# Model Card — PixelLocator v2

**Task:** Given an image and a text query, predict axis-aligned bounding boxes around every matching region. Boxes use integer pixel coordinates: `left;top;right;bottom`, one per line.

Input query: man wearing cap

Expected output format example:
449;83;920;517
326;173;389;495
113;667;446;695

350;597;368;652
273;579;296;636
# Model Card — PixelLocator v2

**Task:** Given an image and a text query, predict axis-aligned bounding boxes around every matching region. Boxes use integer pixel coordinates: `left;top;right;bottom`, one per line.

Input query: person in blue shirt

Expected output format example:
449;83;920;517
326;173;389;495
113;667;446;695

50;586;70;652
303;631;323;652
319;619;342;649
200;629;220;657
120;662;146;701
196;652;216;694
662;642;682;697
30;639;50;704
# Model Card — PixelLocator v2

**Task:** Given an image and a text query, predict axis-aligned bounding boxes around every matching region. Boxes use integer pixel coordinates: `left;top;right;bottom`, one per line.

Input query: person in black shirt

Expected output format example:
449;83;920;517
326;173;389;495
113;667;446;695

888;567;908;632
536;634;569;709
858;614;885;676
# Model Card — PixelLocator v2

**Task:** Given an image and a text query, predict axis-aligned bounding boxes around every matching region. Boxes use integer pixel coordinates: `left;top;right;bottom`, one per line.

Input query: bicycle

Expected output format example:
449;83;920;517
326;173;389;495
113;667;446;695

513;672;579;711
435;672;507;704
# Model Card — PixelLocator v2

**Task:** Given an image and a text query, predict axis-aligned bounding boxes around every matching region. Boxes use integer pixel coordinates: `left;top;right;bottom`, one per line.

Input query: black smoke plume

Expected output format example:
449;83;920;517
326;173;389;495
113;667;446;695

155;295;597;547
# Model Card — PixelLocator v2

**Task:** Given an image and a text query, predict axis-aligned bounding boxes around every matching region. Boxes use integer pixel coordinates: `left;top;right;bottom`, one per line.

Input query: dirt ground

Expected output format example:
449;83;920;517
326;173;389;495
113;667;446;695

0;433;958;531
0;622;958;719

_What to work on:_ Copy the data word for word from its first line through the line containing "273;579;296;636", and include both of those lines.

_Answer to this problem:_
# Model Card — PixelLocator v2

**Task:** Given an image and a text query, predict axis-aligned bounding boxes around every matching region. Boxes use integer pixel coordinates: `left;top;right;bottom`, one per line.

Input query: man wearing cap

Expected output format example:
449;83;920;517
326;173;389;495
113;667;446;695

350;597;368;652
273;579;296;636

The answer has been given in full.